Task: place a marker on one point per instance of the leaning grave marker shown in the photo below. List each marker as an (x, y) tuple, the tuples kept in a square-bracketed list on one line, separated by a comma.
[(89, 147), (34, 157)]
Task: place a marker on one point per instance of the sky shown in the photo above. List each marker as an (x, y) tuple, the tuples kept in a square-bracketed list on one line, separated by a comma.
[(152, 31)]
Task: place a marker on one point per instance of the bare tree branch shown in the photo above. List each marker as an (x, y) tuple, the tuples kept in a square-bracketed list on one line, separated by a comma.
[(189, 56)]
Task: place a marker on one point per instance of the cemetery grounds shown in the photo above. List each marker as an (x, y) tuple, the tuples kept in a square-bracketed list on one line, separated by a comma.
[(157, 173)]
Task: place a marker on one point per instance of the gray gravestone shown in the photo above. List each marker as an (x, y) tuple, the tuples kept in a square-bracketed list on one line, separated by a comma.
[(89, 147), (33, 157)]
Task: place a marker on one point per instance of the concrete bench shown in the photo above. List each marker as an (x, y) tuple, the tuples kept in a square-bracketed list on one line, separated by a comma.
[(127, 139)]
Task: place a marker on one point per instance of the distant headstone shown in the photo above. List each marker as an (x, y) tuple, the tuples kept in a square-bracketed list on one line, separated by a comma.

§ GOAL OF THE EXERCISE
Copy out all of the records above, switching "concrete bench" to "stone bench" and leaving everything else unchanged.

§ REPLY TO THE TASK
Task: place a marker on one point per instance of the leaning grave marker shown in the photo below. List each marker as an (x, y) tuple, the tuples kept in a square-bracketed list on one line, separated by a comma.
[(89, 147), (34, 157)]
Task: place a marker on one point per instance of the sky shown in the photo above. List each marker as an (x, y) tuple, the tuples kept in a square-bracketed list on one line, separated by a comma.
[(152, 31)]
Task: place a marker on one point per instance of the bare tree branch shown in the photo above. List each marker as an (x, y) tuple, the tuples kept in a square-bracketed list on one line, separated by a comma.
[(189, 56)]
Task: place a marker on one point per instance of the cemetery grounds shown in the photo above. List each marker as an (x, y) tuple, the tuples kept in a square-bracketed list on one line, separated by a comma.
[(157, 173)]
Task: place a marker on one point per instance of the gray gravestone shown in the photo above. List each marker as an (x, y) tuple, the tuples kept in a square-bracketed list on one line, separated by a comma.
[(89, 147), (33, 157)]
Task: place a marker on one point per instance of the stone bench shown in the photo above. List each marker as an (x, y) tuple, the tuples kept in a square-bracketed list on one line, separated by a comma.
[(127, 139)]
Task: place a marker on one point per instance of the distant headstone shown in the photo above. List each marker as an (x, y) tuple, the tuples kept in a square-bracketed list on one line, separated by a comma.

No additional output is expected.